Natural-language object grounding data
== Segment start ==

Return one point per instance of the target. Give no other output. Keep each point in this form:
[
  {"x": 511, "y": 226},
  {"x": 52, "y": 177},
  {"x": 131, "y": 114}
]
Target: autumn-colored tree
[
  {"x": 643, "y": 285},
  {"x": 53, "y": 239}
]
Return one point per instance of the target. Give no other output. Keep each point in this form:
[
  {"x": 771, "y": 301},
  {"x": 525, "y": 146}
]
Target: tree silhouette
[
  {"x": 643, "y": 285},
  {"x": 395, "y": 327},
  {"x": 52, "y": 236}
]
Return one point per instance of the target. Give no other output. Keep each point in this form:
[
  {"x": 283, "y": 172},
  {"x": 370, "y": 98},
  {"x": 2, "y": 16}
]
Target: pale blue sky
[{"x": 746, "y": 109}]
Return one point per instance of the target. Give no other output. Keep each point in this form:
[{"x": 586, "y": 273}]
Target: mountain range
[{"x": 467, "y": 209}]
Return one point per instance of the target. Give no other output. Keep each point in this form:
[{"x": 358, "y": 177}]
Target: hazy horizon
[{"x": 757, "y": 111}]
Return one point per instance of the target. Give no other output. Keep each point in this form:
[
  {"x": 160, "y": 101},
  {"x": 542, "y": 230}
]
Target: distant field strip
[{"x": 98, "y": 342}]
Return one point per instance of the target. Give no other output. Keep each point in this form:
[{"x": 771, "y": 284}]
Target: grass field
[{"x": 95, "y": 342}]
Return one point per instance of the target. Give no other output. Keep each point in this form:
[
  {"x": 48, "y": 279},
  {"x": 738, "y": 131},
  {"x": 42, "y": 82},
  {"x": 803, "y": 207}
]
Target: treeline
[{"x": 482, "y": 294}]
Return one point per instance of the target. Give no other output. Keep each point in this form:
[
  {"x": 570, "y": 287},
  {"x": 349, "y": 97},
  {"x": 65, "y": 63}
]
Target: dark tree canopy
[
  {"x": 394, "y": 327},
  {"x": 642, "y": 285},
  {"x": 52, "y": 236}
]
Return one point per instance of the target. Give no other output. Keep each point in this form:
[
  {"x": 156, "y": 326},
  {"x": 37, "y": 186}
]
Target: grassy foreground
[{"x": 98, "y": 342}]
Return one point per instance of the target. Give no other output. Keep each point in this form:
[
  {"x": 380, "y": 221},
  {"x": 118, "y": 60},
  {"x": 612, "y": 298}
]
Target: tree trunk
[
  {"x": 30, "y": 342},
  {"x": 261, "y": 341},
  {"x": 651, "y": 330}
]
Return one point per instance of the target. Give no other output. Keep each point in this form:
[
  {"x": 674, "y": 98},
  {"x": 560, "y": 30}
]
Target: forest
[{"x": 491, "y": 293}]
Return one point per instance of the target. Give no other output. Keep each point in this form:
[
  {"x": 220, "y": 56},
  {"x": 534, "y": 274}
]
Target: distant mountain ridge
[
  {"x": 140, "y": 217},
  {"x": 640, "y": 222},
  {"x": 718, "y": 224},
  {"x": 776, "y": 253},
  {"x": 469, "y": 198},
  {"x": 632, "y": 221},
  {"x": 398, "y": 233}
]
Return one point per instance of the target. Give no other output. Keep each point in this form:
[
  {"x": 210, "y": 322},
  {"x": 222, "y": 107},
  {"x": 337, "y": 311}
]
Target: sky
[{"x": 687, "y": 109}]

== Segment end ==

# Exercise instructions
Copy out each entry once more, character for character.

# Solved exercise
Return one point per instance of the target. Give no other output. Keep each point in this form:
[
  {"x": 511, "y": 226},
  {"x": 52, "y": 177},
  {"x": 131, "y": 114}
]
Target: autumn-colored tree
[
  {"x": 643, "y": 285},
  {"x": 53, "y": 239}
]
Return one point per instance of the target. Give no other output. Keep each point in this form:
[
  {"x": 771, "y": 301},
  {"x": 525, "y": 146}
]
Target: tree silhouette
[
  {"x": 643, "y": 285},
  {"x": 395, "y": 327},
  {"x": 52, "y": 236}
]
Return one point per instance of the target. Give no other output. Keep each point in this form:
[
  {"x": 283, "y": 172},
  {"x": 370, "y": 98},
  {"x": 2, "y": 16}
]
Target: pale blue sky
[{"x": 746, "y": 109}]
Return one point per instance of the target. Give no other output. Keep each point in this form:
[{"x": 586, "y": 273}]
Target: mountain range
[{"x": 467, "y": 209}]
Return one point per instance of the target. Give no other output. Keep each point in this form:
[{"x": 358, "y": 177}]
Target: hazy horizon
[{"x": 757, "y": 111}]
Return one point per instance of the target. Give no other output. Keep each point in this form:
[
  {"x": 160, "y": 101},
  {"x": 542, "y": 230}
]
Target: distant field strip
[{"x": 98, "y": 342}]
Return one point per instance of the target. Give no other output. Keep each point in this form:
[{"x": 771, "y": 284}]
Target: grass field
[{"x": 95, "y": 342}]
Return one point per instance of the target. Give no other output. Keep each point in this form:
[
  {"x": 48, "y": 279},
  {"x": 738, "y": 131},
  {"x": 42, "y": 82},
  {"x": 803, "y": 207}
]
Target: treeline
[{"x": 482, "y": 294}]
Return one point per instance of the target. Give no other output. Keep each point in this form:
[
  {"x": 570, "y": 287},
  {"x": 349, "y": 97},
  {"x": 65, "y": 63}
]
Target: dark tree canopy
[
  {"x": 394, "y": 327},
  {"x": 642, "y": 285},
  {"x": 52, "y": 236}
]
Return one point per instance of the target. Give no other output. Keep each point in this form:
[
  {"x": 156, "y": 326},
  {"x": 37, "y": 186}
]
Target: grassy foreground
[{"x": 98, "y": 342}]
Return one point per instance of the target. Give no other output. Keep each point in this form:
[
  {"x": 380, "y": 221},
  {"x": 118, "y": 60},
  {"x": 612, "y": 298}
]
Target: tree trunk
[
  {"x": 30, "y": 342},
  {"x": 261, "y": 341},
  {"x": 651, "y": 330}
]
Return one point per instance of the target. Give no other output. Keep each point in this form:
[
  {"x": 674, "y": 98},
  {"x": 560, "y": 30}
]
Target: forest
[{"x": 491, "y": 293}]
Return one point per instance of the target. Give no other output. Keep each point in this form:
[
  {"x": 220, "y": 56},
  {"x": 534, "y": 274}
]
Target: distant mountain ridge
[
  {"x": 140, "y": 217},
  {"x": 640, "y": 222},
  {"x": 718, "y": 224},
  {"x": 776, "y": 253},
  {"x": 469, "y": 198},
  {"x": 632, "y": 221},
  {"x": 398, "y": 233}
]
Return one point per instance of the target. Give no other output. Keep each point in this form:
[
  {"x": 210, "y": 322},
  {"x": 222, "y": 107},
  {"x": 337, "y": 311}
]
Target: sky
[{"x": 687, "y": 109}]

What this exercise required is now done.